Your instructions:
Nothing belongs in the answer except the lines of the material that include "beach".

--- --- ---

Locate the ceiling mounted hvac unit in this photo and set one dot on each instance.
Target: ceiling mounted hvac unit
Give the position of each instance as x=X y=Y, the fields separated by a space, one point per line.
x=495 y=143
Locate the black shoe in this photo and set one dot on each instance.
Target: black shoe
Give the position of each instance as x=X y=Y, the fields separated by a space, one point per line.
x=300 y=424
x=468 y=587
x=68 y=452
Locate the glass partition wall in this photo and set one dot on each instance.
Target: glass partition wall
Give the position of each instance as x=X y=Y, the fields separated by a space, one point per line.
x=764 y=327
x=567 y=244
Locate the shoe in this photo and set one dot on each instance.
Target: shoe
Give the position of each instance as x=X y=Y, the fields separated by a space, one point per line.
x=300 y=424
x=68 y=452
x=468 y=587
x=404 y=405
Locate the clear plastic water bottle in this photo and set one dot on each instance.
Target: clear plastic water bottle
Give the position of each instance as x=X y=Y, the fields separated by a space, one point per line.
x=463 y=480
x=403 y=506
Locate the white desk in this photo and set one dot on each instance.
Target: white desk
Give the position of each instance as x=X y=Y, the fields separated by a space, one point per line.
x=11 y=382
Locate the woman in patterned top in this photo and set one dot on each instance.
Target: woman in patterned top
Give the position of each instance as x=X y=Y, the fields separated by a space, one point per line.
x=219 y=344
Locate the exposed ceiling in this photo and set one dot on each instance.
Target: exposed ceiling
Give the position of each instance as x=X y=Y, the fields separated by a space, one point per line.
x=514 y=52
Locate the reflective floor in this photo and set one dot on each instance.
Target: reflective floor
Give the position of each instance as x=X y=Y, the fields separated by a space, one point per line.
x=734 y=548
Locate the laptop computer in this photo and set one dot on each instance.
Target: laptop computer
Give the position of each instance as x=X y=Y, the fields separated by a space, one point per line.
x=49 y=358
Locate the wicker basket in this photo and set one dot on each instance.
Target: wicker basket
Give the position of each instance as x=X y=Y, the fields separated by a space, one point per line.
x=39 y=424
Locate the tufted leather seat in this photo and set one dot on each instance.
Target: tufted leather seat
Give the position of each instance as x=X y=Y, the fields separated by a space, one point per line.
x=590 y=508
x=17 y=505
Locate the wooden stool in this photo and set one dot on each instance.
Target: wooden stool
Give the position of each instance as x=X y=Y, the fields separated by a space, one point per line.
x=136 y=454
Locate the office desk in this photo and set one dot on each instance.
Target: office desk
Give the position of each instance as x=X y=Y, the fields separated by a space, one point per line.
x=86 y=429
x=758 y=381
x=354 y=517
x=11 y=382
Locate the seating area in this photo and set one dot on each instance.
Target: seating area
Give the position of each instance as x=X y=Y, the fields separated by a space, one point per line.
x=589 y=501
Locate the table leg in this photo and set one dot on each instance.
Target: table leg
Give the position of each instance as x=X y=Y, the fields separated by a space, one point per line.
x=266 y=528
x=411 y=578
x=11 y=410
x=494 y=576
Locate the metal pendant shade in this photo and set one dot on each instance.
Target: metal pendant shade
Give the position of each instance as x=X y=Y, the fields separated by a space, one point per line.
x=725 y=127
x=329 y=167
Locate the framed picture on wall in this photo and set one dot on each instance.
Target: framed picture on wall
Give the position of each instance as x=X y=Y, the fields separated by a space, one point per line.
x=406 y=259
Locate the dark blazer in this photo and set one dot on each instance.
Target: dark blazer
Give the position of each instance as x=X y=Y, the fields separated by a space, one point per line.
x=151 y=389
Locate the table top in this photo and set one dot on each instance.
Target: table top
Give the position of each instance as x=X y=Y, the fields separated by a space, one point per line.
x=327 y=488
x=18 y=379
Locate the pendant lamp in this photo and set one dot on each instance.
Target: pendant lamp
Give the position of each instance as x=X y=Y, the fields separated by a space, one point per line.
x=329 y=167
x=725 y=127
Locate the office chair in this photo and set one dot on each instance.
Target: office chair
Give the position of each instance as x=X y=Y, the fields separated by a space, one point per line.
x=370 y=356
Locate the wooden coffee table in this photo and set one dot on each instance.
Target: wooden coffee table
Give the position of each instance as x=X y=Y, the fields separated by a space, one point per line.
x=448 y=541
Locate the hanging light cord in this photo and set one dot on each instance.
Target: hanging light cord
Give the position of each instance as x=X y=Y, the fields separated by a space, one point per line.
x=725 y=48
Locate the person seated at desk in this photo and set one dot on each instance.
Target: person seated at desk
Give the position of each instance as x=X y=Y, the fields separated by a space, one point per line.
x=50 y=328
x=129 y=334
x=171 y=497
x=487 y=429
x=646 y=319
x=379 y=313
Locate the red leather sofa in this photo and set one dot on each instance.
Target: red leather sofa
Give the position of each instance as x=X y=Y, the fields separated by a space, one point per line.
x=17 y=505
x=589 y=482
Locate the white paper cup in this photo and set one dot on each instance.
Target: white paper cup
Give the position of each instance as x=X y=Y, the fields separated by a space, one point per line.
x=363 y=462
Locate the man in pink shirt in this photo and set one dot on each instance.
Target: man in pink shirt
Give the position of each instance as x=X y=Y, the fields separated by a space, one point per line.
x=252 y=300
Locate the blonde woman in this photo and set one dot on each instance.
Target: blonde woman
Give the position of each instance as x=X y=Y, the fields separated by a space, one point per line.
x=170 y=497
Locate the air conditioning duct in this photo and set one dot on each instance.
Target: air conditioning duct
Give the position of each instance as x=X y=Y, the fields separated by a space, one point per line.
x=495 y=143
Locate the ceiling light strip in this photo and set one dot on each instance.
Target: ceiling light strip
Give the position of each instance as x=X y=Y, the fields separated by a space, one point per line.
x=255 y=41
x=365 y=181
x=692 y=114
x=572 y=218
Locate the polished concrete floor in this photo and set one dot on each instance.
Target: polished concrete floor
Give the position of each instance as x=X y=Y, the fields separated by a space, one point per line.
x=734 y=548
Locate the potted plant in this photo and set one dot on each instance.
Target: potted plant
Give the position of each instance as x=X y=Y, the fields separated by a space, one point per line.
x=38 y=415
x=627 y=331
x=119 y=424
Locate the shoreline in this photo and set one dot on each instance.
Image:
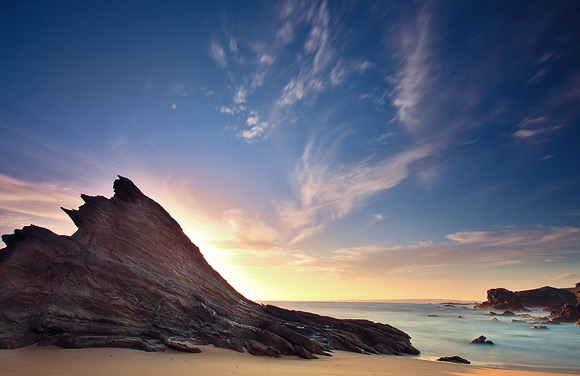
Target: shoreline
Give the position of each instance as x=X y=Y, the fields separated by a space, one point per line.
x=51 y=360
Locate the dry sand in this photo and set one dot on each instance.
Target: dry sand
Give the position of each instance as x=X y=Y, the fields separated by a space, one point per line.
x=36 y=360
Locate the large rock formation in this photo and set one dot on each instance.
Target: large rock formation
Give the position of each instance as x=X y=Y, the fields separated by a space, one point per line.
x=129 y=277
x=501 y=299
x=565 y=313
x=546 y=296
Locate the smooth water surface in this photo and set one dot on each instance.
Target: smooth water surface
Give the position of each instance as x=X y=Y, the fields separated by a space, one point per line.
x=556 y=349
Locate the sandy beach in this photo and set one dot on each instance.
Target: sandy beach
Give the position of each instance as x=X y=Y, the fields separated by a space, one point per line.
x=47 y=361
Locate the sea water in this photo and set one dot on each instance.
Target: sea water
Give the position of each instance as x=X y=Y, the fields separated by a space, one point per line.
x=516 y=346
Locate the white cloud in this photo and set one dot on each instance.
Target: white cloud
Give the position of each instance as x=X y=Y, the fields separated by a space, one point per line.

--- --- ---

Worked solution:
Locate the sandy beach in this photo and set one dot on each instance.
Target: sandy beach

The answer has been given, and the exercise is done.